WHAT NEEDS TO BE DONE
Please pull out every line of the items below that contains the exact string "exactly". Copy each such line in full.

DATA EXCERPTS
--
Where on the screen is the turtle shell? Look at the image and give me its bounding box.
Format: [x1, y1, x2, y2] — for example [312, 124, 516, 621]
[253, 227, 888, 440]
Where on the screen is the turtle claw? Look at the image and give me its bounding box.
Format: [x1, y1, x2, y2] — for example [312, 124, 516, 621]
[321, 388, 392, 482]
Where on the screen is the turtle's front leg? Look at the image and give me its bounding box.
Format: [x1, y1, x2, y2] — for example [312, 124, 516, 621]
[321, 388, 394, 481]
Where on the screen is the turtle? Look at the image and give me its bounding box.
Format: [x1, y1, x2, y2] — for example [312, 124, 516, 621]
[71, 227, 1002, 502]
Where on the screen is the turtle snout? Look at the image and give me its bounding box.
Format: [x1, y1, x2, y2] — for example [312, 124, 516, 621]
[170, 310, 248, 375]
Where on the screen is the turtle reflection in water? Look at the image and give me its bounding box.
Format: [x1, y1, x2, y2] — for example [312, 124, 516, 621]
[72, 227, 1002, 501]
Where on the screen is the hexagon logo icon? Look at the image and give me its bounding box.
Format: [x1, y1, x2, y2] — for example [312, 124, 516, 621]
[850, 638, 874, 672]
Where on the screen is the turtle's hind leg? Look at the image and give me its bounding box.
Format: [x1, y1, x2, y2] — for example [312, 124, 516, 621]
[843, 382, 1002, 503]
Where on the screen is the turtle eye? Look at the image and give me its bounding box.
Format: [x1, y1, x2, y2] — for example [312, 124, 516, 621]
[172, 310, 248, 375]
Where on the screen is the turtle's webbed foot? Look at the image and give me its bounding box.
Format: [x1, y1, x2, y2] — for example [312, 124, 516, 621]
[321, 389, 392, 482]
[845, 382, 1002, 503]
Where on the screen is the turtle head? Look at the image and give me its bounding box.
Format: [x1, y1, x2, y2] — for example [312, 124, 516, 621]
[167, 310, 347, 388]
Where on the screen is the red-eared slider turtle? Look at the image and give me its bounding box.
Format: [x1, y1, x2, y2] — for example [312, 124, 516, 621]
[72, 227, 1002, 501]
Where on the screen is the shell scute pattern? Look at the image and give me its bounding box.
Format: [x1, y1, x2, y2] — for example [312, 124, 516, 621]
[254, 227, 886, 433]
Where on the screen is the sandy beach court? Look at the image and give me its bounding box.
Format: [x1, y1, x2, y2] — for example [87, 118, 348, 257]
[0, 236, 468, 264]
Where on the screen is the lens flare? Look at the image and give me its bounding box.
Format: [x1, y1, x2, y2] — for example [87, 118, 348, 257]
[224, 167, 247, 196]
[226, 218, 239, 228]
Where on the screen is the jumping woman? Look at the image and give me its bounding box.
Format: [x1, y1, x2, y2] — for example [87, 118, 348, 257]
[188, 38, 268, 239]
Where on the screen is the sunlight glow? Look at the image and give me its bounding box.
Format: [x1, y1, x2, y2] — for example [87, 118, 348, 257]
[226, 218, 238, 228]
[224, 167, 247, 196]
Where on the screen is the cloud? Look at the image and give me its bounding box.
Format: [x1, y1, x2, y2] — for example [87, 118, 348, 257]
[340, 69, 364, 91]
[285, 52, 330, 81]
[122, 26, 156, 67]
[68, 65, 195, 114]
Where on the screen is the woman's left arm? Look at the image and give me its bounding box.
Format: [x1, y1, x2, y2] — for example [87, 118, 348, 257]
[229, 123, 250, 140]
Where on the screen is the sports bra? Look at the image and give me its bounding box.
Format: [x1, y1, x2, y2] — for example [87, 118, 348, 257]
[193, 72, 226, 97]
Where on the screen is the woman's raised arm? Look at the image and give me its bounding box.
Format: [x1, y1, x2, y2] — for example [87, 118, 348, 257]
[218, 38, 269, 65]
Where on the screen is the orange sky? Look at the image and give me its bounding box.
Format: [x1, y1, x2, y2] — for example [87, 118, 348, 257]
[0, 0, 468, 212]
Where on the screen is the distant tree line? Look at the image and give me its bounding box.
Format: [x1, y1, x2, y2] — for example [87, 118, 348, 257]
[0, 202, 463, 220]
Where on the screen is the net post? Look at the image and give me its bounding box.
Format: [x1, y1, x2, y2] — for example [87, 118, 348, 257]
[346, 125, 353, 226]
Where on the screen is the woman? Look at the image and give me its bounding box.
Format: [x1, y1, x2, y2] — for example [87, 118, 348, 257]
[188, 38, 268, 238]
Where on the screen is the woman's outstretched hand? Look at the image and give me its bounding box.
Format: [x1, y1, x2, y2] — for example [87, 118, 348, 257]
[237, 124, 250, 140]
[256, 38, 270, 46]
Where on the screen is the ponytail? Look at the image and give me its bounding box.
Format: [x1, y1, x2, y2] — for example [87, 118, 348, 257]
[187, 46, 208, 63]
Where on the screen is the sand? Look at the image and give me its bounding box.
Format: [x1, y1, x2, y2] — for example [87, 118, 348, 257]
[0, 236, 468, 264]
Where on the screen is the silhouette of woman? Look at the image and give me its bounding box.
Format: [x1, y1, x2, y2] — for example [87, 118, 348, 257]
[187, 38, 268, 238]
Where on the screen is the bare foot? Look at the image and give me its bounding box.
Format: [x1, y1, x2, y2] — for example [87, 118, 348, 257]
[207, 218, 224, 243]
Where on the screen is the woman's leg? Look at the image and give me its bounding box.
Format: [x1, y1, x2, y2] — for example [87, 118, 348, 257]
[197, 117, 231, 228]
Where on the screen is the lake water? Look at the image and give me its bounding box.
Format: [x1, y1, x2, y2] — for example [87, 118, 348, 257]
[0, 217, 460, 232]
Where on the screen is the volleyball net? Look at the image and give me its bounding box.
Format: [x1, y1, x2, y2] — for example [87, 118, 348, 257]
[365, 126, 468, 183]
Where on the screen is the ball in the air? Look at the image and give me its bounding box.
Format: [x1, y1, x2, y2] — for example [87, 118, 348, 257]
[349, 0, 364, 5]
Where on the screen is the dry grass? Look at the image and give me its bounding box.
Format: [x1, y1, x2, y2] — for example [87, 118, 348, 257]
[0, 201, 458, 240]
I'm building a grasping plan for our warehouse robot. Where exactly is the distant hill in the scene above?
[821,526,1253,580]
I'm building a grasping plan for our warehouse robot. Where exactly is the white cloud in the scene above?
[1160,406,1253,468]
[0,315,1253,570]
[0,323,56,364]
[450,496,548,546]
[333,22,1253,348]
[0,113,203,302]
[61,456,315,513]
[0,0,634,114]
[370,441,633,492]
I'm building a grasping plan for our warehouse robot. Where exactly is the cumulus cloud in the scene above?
--
OUTPUT FOR THIS EXERCISE
I'm building a grasping plan for our warehouse robot. Where exactly is the distant hill in the scene above?
I'm building a grasping plan for our warehouse robot. Where exactly is the white cloud in the scene above?
I'm building a grasping plan for our warehouse robot. Where exactly is the cumulus cloud in the scene above?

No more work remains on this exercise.